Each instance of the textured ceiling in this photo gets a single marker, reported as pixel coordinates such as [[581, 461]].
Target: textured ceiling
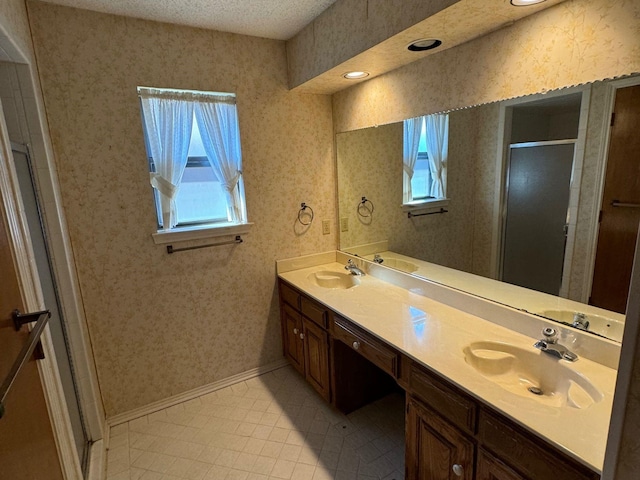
[[277, 19]]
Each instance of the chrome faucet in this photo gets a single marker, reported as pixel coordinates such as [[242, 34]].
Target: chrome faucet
[[580, 321], [353, 269], [549, 344]]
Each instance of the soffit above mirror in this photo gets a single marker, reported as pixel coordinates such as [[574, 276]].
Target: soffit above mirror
[[360, 36]]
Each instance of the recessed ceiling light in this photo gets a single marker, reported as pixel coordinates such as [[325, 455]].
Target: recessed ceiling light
[[424, 44], [524, 3], [355, 75]]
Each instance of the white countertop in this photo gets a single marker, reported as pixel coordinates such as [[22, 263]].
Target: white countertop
[[435, 335], [530, 300]]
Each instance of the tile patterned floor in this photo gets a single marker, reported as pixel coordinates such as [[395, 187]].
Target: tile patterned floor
[[270, 427]]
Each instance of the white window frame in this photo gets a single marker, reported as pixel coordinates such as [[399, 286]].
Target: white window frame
[[193, 231]]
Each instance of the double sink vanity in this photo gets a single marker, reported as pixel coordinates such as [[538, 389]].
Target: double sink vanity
[[482, 402]]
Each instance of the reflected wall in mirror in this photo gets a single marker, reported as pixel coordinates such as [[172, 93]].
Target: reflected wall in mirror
[[525, 182]]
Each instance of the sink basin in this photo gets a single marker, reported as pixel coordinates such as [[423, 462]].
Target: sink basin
[[533, 374], [607, 327], [400, 264], [330, 279]]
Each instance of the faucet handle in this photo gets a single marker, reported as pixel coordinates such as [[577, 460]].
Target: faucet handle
[[550, 335]]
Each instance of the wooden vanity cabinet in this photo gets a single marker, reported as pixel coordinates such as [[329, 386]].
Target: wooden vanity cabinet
[[490, 468], [447, 427], [435, 449], [305, 341], [449, 434]]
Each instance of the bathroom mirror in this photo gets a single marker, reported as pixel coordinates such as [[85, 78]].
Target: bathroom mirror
[[520, 174]]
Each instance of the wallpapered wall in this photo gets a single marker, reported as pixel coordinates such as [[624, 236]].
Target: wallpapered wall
[[349, 27], [567, 44], [162, 324], [16, 23]]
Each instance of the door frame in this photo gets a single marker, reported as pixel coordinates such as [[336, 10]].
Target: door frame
[[603, 156], [502, 163], [30, 98]]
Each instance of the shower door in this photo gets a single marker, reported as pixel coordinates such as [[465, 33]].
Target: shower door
[[50, 293]]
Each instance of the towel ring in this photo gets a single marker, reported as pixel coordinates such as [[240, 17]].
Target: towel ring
[[303, 209], [363, 206]]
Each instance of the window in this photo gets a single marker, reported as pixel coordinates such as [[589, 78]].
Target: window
[[195, 159], [425, 151]]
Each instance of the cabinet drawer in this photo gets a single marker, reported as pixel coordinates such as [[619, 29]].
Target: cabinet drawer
[[456, 408], [314, 311], [289, 295], [526, 453], [365, 344]]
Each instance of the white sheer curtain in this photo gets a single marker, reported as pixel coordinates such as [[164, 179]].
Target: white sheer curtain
[[411, 141], [218, 123], [168, 120], [437, 127]]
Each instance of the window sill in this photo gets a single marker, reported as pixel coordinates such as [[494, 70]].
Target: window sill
[[197, 233], [425, 206]]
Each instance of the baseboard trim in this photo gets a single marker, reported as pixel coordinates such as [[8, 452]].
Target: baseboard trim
[[98, 459], [191, 394]]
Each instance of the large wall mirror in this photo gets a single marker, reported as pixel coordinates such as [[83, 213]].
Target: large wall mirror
[[542, 203]]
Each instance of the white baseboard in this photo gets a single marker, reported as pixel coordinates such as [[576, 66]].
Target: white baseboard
[[98, 459], [191, 394]]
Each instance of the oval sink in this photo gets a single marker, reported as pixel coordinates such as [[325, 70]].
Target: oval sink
[[330, 279], [532, 374], [607, 327], [400, 264]]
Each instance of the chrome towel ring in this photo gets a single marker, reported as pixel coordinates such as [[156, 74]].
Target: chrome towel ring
[[303, 210], [365, 208]]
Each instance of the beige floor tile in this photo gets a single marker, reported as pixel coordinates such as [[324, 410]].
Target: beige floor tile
[[273, 427]]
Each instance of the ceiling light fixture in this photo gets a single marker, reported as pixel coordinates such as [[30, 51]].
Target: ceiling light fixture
[[355, 75], [524, 3], [424, 44]]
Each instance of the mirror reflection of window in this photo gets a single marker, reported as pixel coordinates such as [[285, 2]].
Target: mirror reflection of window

**EXERCISE DETAILS**
Render the material from its first line through the line containing "[[360, 36]]", inclusive, as a JSON list of strings with one string per line. Leave out blank lines and the pictures.

**PROBLEM SOLUTION**
[
  "Each instance of the textured ceiling in this photo gets a single marker, reported as pixel coordinates such as [[581, 461]].",
  "Target: textured ceiling",
  "[[277, 19]]",
  "Each instance of the chrome faucet in this photo gets a single marker, reported as pixel coordinates such as [[242, 34]].",
  "Target: chrome faucet",
  "[[580, 321], [353, 269], [549, 344]]",
  "Each instance of the soffit above mirror in this photo gets a single marker, reported as pixel coordinates such as [[574, 276]].",
  "Target: soffit above mirror",
  "[[360, 36]]"
]